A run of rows
"""

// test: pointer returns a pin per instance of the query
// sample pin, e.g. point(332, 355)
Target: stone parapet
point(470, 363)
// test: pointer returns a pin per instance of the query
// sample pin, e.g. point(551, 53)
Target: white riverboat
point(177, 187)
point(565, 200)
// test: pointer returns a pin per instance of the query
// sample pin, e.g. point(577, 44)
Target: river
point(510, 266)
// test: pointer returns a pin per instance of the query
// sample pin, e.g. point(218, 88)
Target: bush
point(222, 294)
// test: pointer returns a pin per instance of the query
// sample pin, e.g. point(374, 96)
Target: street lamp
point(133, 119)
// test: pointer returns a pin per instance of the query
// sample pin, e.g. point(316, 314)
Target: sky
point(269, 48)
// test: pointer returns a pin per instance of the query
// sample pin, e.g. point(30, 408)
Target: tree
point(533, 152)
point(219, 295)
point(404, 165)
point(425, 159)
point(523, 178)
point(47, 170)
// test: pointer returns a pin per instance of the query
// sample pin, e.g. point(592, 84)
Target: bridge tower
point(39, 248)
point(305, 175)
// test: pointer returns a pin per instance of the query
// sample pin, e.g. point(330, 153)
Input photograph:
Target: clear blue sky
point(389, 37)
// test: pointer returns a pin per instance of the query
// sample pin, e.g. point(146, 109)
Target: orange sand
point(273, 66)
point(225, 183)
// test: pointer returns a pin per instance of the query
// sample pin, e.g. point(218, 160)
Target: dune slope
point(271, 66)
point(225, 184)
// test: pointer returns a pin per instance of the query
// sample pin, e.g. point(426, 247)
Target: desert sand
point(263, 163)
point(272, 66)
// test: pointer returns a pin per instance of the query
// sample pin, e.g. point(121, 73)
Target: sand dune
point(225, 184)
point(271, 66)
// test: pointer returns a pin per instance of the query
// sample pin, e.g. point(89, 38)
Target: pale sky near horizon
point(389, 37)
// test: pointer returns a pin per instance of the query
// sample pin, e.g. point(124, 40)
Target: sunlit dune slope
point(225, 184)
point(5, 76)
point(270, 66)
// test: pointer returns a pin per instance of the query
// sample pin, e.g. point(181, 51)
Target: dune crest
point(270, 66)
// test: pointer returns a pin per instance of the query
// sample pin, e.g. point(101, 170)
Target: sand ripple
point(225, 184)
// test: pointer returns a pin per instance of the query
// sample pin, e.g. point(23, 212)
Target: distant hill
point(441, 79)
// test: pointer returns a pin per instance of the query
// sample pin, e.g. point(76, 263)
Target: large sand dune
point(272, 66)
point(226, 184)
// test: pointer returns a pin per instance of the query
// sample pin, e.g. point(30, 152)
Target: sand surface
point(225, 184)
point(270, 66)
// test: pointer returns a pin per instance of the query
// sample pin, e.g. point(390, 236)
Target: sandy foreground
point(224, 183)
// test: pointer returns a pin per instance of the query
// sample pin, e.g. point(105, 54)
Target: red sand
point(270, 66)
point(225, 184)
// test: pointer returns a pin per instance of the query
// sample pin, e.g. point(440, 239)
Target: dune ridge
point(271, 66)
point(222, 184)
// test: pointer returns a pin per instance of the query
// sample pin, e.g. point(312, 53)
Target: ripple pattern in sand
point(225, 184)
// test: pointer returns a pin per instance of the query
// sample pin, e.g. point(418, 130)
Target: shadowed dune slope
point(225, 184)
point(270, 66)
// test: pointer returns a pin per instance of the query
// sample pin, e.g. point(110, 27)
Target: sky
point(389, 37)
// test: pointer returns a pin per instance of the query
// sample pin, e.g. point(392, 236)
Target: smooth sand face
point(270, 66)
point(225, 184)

"""

▸ Exercise objective
Rewrite the rows above with every "Target" changed to "Query" and everything else left as it is.

▸ Exercise result
// test: pointer returns a pin per instance of the query
// sample pin, e.g. point(332, 355)
Query: stone parapet
point(470, 363)
// test: pointer returns a pin per instance of the query
// sample pin, e.g. point(551, 53)
Query: white riverboat
point(177, 187)
point(565, 200)
// test: pointer returns a pin per instance of the query
// sample pin, e.g. point(577, 44)
Query: river
point(510, 266)
// test: pointer returns a pin per instance of the query
// sample pin, e.g. point(218, 88)
Query: bush
point(222, 294)
// test: pointer returns a pin per instance of the query
// sample pin, e.g. point(374, 96)
Query: street lamp
point(133, 119)
// test: pointer returns a pin per instance of the query
// sample pin, e.g. point(316, 314)
Query: sky
point(269, 48)
// test: pointer returns a pin per instance of the query
// sample pin, e.g. point(30, 408)
Query: tree
point(533, 152)
point(219, 295)
point(404, 165)
point(425, 159)
point(523, 178)
point(47, 170)
// test: pointer returns a pin per instance of the query
// sample pin, e.g. point(592, 84)
Query: bridge tower
point(39, 248)
point(305, 175)
// test: pointer returns a pin per instance of the query
// sample pin, e.g. point(330, 153)
Input photograph:
Query: clear blue sky
point(389, 37)
// test: pointer returns a pin per instance of the query
// sample pin, e.g. point(146, 109)
Query: orange sand
point(273, 66)
point(225, 183)
// test: pointer returns a pin per instance of the query
// sample pin, e.g. point(218, 160)
Query: dune slope
point(271, 66)
point(225, 184)
// test: pointer returns a pin per instance of the query
// sample pin, e.g. point(426, 247)
Query: desert sand
point(263, 163)
point(272, 66)
// test: pointer returns a pin per instance of the query
// sample pin, e.g. point(121, 73)
Query: sand dune
point(225, 184)
point(271, 66)
// test: pointer returns a pin per instance of the query
// sample pin, e.g. point(89, 38)
Query: pale sky near horizon
point(389, 37)
// test: pointer returns a pin per instance of the query
// sample pin, e.g. point(124, 40)
Query: sunlit dune slope
point(225, 184)
point(5, 76)
point(270, 66)
// test: pointer returns a pin per instance of the query
// sample pin, e.g. point(181, 51)
Query: dune crest
point(270, 66)
// test: pointer returns a pin per instance of the query
// sample pin, e.g. point(101, 170)
Query: sand ripple
point(225, 184)
// test: pointer returns a pin per instance of the query
// sample pin, e.g. point(23, 212)
Query: distant hill
point(441, 79)
// test: pointer returns a pin per instance of the query
// sample pin, e.g. point(76, 263)
Query: large sand dune
point(272, 66)
point(226, 184)
// test: pointer returns a pin per instance of the query
// sample pin, e.g. point(30, 152)
Query: sand surface
point(225, 184)
point(270, 66)
// test: pointer returns a pin per instance of the query
// sample pin, e.g. point(390, 236)
Query: sandy foreground
point(224, 183)
// test: pointer returns a pin per instance of the query
// sample pin, e.g. point(105, 54)
Query: red sand
point(270, 66)
point(225, 184)
// test: pointer returns a pin per instance of the query
// sample pin, e.g. point(440, 239)
Query: dune ridge
point(271, 66)
point(222, 184)
// test: pointer returns a pin per instance of the query
// sample pin, e.g. point(312, 53)
Query: ripple pattern in sand
point(225, 184)
// test: pointer returns a pin per instance of the query
// sample pin, e.g. point(418, 130)
Query: shadowed dune slope
point(225, 184)
point(270, 66)
// test: pointer returns a pin per instance of the query
// sample pin, e.g. point(110, 27)
Query: sky
point(389, 37)
// test: pointer returns a pin per instance of the query
// sample pin, e.g. point(392, 236)
Query: smooth sand face
point(270, 66)
point(225, 184)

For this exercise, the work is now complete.